EXTRACTED TEXT:
----

It's enigmatic. The first mystery is that it allegedly is the the post-
hospital Pirsig who wrote about the pre-hospital Phaedrus says that 
there's nothing left of him, nonetheless Pirsig is able to recall 
Phaedrus' ideas - for  instance his proto-moq where SOM is called 
"intellect". So you see Pirsig knew how Phaedrus defined intellect, 
then why - when writing LILA - did he change the intellectual level from 
SOM into something more resembling SOM's "mind"?  It's truly a 
change of mind!!!. 

More enigmas. In the letter he came within a hair's breadth of affirming 
the correct "Intellect=SOM" by saying 

    I think the same happens to the term, "intellectual," when one 
    extends it much before the Ancient Greeks.* If one extends the 
    term intellectual to include primitive cultures just because they 
    are thinking about things, why stop there? How about 
    chimpanzees? Don't they think? How about earthworms? Don't 
    they make conscious decisions? How about bacteria 
    responding  

"Ancient Greeks" means SOM in a MOQ context, ipso facto! At least 
the mind-as-thinking intellect is forcefully rejected here.  But trust 
Pirsig, instead of calling it a day he went on to a new definition    

    Intellectuality occurs when these customs as well as biological 
    and inorganic patterns are designated with a sign that stands 
    for them and these signs are manipulated independently of the 
    patterns they stand for. "Intellect" can then be defined very 
    loosely as the level of independently manipulable signs. 
    Grammar, logic and mathematics can be described as the 
    rules of this sign manipulation  

Where he coins a new noun - "intellectuality" - from the ordinary 
adjective "intellectual". Anyway this is plainly a definition of language 
and/or math. Sign that stands for ... etc are words which follow 
grammar and syntactic  rules. Or in algebra where signs and letter 
represents quantities and follow logical rules.   

> I think we'd have to know what he meant by the word "symbol".  Based on
> our knowledge of the levels, it can't possibly have to do with the
> everyday understanding of "symbols".  Far too elementary.  I would like
> to think he had something very specific in mind.  

I tell you what he had in mind, namely the most platitudinous SOMish  
notion that with the language names were given to everything - which 
is correct enough - but because language has existed  for tens upon 
tens of thousands of years it is not a viable definition of the intellectual 
level.

----

GIVEN RECORDS:
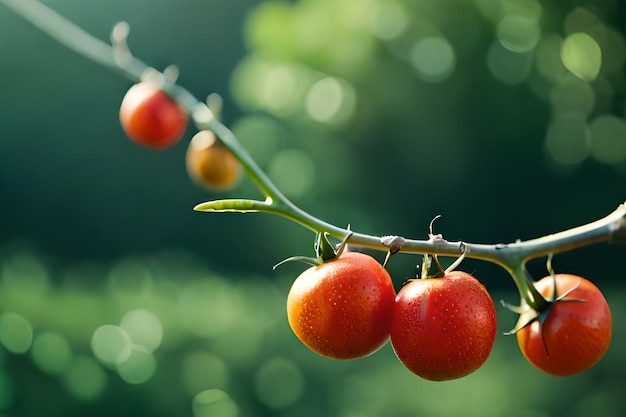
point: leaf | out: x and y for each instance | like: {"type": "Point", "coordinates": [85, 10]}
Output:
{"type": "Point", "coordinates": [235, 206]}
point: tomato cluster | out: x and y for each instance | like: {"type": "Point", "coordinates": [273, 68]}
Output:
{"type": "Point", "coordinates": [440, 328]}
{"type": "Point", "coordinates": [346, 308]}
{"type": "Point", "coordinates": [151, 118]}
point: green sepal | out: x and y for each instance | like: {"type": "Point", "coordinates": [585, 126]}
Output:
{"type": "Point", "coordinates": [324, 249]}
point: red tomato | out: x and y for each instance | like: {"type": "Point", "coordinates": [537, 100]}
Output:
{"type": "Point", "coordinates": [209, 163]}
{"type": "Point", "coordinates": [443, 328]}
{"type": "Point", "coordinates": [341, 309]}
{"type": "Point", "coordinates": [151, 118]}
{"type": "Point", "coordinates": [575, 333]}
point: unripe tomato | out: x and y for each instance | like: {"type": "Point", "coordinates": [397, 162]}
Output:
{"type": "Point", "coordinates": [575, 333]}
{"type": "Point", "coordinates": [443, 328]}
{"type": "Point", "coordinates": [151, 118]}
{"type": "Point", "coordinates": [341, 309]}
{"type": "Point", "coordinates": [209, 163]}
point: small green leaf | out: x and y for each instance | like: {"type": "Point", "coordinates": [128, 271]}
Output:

----

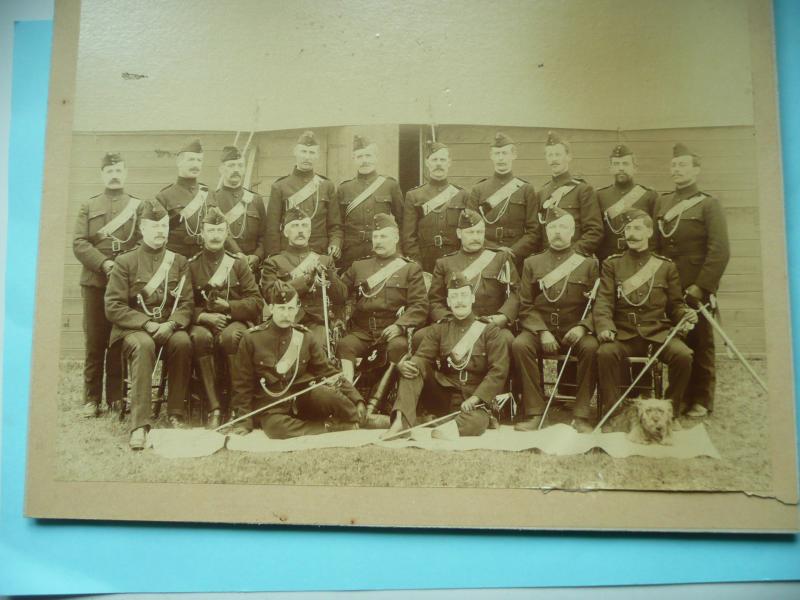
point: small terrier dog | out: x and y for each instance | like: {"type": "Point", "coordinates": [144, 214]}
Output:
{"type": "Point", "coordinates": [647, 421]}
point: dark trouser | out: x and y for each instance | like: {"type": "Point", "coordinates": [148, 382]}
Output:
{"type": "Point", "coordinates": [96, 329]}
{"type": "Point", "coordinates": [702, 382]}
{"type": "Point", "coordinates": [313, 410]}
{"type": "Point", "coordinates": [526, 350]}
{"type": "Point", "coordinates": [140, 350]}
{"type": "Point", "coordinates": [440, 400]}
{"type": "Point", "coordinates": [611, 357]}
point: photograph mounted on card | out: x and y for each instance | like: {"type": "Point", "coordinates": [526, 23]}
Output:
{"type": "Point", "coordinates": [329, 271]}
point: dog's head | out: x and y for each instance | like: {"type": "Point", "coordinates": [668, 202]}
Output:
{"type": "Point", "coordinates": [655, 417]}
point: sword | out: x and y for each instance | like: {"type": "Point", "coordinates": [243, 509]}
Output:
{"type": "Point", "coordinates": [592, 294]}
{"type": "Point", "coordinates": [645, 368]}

----

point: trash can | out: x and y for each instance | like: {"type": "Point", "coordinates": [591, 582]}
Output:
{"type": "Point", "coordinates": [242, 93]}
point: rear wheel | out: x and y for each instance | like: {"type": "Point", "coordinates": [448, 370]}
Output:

----

EXERCISE INSTRUCTIONS:
1. Return the passage of the post on Pirsig's intellectual level starting at "Intellectuality occurs when" and ending at "follow logical rules.".
2. In the post on Pirsig's intellectual level, what new noun does Pirsig coin from the ordinary adjective "intellectual"?
3. Write what comes next in the post on Pirsig's intellectual level, picking up after its final sentence.
These rows have nothing to do with the post on Pirsig's intellectual level.

TASK-BY-TASK OUTPUTS:
1.
Intellectuality occurs when these customs as well as biological 
    and inorganic patterns are designated with a sign that stands 
    for them and these signs are manipulated independently of the 
    patterns they stand for. "Intellect" can then be defined very 
    loosely as the level of independently manipulable signs. 
    Grammar, logic and mathematics can be described as the 
    rules of this sign manipulation  

Where he coins a new noun - "intellectuality" - from the ordinary 
adjective "intellectual". Anyway this is plainly a definition of language 
and/or math. Sign that stands for ... etc are words which follow 
grammar and syntactic  rules. Or in algebra where signs and letter 
represents quantities and follow logical rules.

2. Intellectuality.

3.
> Rhetoric is defined in many ways.  Wikipedia tells us that,
> "rhetorical topics derive from Aristotle's belief that there are
> certain predictable ways in which humans (particularly
> non-specialists) draw conclusions from premises".  A fundamental
> theme of modern rhetorical studies emphasizes the nature of
> persuasive power.  Persuasion is used to generate conclusions, and
> conclusions are the seeds of internalized belief.  Could the "symbol
> manipulation" of scientists be seen as a way of persuading
> non-specialists to focus on the attainable "how" while discounting
> the "why"?

Aristotle's rhetoric may well be what you say, but Aristotle is SOM's 
founding father. Pirsig on the other hand is the founding father of the 
MOQ which makes SOM a subset of its its own (its intellectual level 
IMO) thus a new definition of (what the MOQ calls its 4th. level is 
needed. NOT how SOM sees itself, we know until exhaustion that 
SOM defines the term "intellect" as the power of mind.  

This in-out turn of the metaphysical sock is exceedingly difficult seen 
from SOM and ditto simple once at the MOQ. As said the term 
"intellect" is fine because it indicates the "objective-over-subjective" 
attitude, but our dictionaries are SOM-based and presupposes (as 
above) that this attitude is a result of "the power of mind" thus we don't 
escape mind. But it's an illusion, it's intellect-as-SOM that runs its 
program on our biological computer (intelligence) just like the social 
level ran its program before intellect and made social value look 
inevitable. 

I know I turn you all  nuts but if we think the SOM-MOQ transition is 
something done before breakfast, we are wrong, it's hard work.

>  The most important thing you will ever make is a realization.